### OBJECTIVE
Return every one of the following items word for word, without changing anything.

### MATERIAL TO PROCESS
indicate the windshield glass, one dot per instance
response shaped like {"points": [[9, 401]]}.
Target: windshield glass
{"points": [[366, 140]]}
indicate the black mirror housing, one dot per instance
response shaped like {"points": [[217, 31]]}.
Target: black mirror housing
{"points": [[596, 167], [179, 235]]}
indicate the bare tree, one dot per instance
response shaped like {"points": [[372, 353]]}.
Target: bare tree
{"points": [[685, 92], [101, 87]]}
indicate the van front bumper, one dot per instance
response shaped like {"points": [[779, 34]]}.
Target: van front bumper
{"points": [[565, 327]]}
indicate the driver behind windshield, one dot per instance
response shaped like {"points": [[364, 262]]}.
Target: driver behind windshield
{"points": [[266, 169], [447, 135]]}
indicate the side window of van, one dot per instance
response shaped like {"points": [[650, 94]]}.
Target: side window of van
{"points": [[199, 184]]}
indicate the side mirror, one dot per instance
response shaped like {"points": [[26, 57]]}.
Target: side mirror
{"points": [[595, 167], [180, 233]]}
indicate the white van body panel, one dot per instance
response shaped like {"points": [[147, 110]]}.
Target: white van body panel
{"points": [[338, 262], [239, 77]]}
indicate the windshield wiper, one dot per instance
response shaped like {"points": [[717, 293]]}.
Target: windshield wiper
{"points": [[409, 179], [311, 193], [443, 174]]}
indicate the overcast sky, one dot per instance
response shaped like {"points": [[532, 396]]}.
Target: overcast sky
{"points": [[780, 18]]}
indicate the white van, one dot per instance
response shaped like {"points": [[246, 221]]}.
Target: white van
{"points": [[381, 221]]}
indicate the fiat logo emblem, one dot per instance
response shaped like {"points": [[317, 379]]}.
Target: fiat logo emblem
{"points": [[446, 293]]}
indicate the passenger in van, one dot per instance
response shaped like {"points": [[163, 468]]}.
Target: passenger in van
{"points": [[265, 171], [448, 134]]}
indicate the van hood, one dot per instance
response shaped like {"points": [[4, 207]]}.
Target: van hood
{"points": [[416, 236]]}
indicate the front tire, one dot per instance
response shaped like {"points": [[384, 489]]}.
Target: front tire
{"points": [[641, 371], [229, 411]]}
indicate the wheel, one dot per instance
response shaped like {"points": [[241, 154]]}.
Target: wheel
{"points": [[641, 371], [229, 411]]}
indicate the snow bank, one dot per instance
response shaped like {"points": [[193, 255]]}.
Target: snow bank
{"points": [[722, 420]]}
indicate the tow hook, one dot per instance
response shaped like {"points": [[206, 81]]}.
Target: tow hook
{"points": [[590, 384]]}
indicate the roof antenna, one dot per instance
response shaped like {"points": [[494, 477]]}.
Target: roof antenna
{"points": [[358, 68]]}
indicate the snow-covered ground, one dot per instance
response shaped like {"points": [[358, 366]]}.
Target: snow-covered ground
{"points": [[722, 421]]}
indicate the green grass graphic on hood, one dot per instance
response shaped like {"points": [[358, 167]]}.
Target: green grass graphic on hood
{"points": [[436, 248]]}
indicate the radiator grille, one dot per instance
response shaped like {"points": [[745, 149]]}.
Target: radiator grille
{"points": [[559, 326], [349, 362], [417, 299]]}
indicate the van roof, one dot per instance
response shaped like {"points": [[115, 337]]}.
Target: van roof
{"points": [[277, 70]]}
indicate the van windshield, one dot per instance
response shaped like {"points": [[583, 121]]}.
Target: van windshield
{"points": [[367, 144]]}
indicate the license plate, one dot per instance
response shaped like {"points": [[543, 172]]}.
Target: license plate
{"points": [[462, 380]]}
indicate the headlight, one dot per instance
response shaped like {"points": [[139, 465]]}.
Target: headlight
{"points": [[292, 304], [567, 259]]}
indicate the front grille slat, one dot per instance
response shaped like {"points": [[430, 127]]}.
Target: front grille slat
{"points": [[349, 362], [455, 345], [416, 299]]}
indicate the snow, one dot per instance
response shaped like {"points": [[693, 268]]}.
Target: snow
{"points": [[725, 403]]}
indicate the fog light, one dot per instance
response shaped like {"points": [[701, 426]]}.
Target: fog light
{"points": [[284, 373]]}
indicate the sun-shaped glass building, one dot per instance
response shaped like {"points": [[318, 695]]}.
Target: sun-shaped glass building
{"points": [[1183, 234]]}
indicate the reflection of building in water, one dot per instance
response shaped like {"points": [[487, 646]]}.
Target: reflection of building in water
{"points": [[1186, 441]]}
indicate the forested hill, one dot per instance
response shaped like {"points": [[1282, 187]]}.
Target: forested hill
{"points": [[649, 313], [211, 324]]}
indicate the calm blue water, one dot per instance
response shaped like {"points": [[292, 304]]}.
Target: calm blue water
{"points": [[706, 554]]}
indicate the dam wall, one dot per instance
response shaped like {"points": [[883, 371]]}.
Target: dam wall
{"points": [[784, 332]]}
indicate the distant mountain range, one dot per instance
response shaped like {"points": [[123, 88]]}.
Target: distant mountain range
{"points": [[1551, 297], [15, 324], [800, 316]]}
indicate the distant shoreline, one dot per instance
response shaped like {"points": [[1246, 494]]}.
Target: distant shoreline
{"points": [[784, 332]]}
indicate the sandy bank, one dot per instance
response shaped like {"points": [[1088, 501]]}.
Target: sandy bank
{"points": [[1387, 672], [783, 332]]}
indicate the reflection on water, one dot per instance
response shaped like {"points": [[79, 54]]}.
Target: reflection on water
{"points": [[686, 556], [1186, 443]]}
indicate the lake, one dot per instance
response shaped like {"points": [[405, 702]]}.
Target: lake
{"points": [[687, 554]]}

### OUTPUT
indicate the windshield glass, one dot per instance
response shaped like {"points": [[9, 401]]}.
Target: windshield glass
{"points": [[366, 140]]}
indicate the black mirror housing, one dot per instance
response shaped like {"points": [[217, 31]]}.
Target: black mirror housing
{"points": [[596, 167], [179, 235]]}
indicate the bare tree, one dot per instance
response shaped like {"points": [[372, 353]]}.
Target: bare tree
{"points": [[685, 92], [101, 87]]}
indicate the van front bumper, one dot per instance
response shaped like {"points": [[779, 34]]}.
Target: van front bumper
{"points": [[565, 327]]}
indicate the driver behind windshield, one dot per instance
response shaped like {"points": [[364, 262]]}.
Target: driver behind windshield
{"points": [[266, 169], [447, 135]]}
indicate the side window of van, one dot per instance
response shaped like {"points": [[650, 94]]}.
Target: side window of van
{"points": [[199, 184]]}
indicate the side mirror, one dot per instance
response shaped like {"points": [[26, 57]]}.
Target: side mirror
{"points": [[595, 167], [180, 233]]}
indicate the white van body panel, one dot per instance
response shaped like {"points": [[147, 110]]}.
Target: white van body panel
{"points": [[338, 262], [239, 77]]}
indicate the windshield wiper, one dot per instance
response shaped like {"points": [[717, 293]]}.
Target: windshield wiper
{"points": [[409, 179], [311, 193], [443, 174]]}
indicate the overcast sky, one dot per instance
response shaped like {"points": [[532, 396]]}.
Target: overcast sky
{"points": [[780, 18]]}
indicate the white van, one dot per instance
response shaped like {"points": [[246, 221]]}.
Target: white van
{"points": [[381, 221]]}
indicate the fiat logo emblem, one dot per instance
response shaped like {"points": [[317, 379]]}.
Target: fiat logo emblem
{"points": [[446, 293]]}
indicate the passenger in van, one dot per instance
response shaped like {"points": [[163, 468]]}.
Target: passenger in van
{"points": [[265, 171], [448, 134]]}
indicate the van hood, one dot per instance
response shaped like {"points": [[4, 207]]}.
Target: van hood
{"points": [[416, 236]]}
indicate the front tire, one dot per instance
response shaped like {"points": [[384, 489]]}.
Target: front tire
{"points": [[641, 371], [229, 411]]}
indicate the wheel, one dot per instance
response shaped like {"points": [[241, 154]]}.
Target: wheel
{"points": [[641, 371], [229, 411]]}
indicate the snow bank, one dot per instance
response shaped like {"points": [[193, 255]]}.
Target: snow bank
{"points": [[722, 420]]}
indicate the tow hook, one dot per instance
response shaped like {"points": [[206, 81]]}.
Target: tow hook
{"points": [[590, 384]]}
indicate the roof antenna, one dot per instance
response shaped like {"points": [[494, 477]]}.
Target: roof antenna
{"points": [[358, 68]]}
indicate the snow-covered ground, one dot per instance
response shaped like {"points": [[358, 366]]}.
Target: snow-covered ground
{"points": [[722, 421]]}
indicate the green grass graphic on hood, one dot per instance
response shaped like {"points": [[358, 167]]}.
Target: green grass graphic on hood
{"points": [[436, 248]]}
indicate the radiator grille, one dot per instance
response shaped like {"points": [[745, 149]]}.
Target: radiator grille
{"points": [[559, 326], [349, 362], [417, 299]]}
indicate the van roof, one dot per instance
response shaped like {"points": [[115, 337]]}.
Target: van roof
{"points": [[277, 70]]}
indicate the van windshield, one dot per instance
response shaped like {"points": [[583, 121]]}.
Target: van windshield
{"points": [[367, 144]]}
indicate the license plate, one dot per instance
response shaped like {"points": [[543, 172]]}.
Target: license plate
{"points": [[462, 380]]}
indicate the headlight, one dot per instance
response shaped like {"points": [[139, 465]]}.
Target: headlight
{"points": [[292, 304], [567, 259]]}
indicate the front grille slat, one dot per instance
response shaped like {"points": [[430, 127]]}.
Target: front grille slat
{"points": [[349, 362], [455, 345], [416, 299]]}
indicate the snow, one dot per instance
response shaped like {"points": [[693, 268]]}.
Target: snow
{"points": [[725, 403]]}
indicate the fog light, one dot per instance
response shaped like {"points": [[701, 426]]}.
Target: fog light
{"points": [[284, 373]]}
indicate the sun-shaped glass building, one dot per instance
response shaped like {"points": [[318, 695]]}.
Target: sun-shaped glass building
{"points": [[1183, 234]]}
indicate the reflection of building in water, one dot per instance
response shaped like {"points": [[487, 646]]}.
Target: reflection of building in water
{"points": [[1186, 441]]}
indicate the forested hill, one dot per instance
response shaped like {"points": [[1282, 187]]}.
Target: forested hill
{"points": [[649, 313], [211, 324]]}
indicate the calm blue water, one dot per instance
response shaped like {"points": [[292, 304]]}.
Target: calm blue water
{"points": [[706, 554]]}
indicate the dam wall, one dot per instance
response shaped like {"points": [[883, 371]]}.
Target: dam wall
{"points": [[784, 332]]}
indicate the distant mountain range, one dot per instance
response shaped like {"points": [[123, 88]]}.
Target: distant mountain range
{"points": [[1551, 297], [15, 324], [800, 316]]}
indicate the distant shoreline, one dot per instance
response shaped like {"points": [[1246, 494]]}.
Target: distant shoreline
{"points": [[784, 332]]}
indicate the sandy bank, one dot per instance
response shaped like {"points": [[1088, 501]]}.
Target: sandy bank
{"points": [[1387, 672], [783, 332]]}
indicate the reflection on water, one dot per instance
response shaped like {"points": [[79, 54]]}.
Target: reflection on water
{"points": [[686, 556], [1186, 443]]}
indicate the lake, one dot per instance
response shaped like {"points": [[405, 702]]}.
Target: lake
{"points": [[687, 554]]}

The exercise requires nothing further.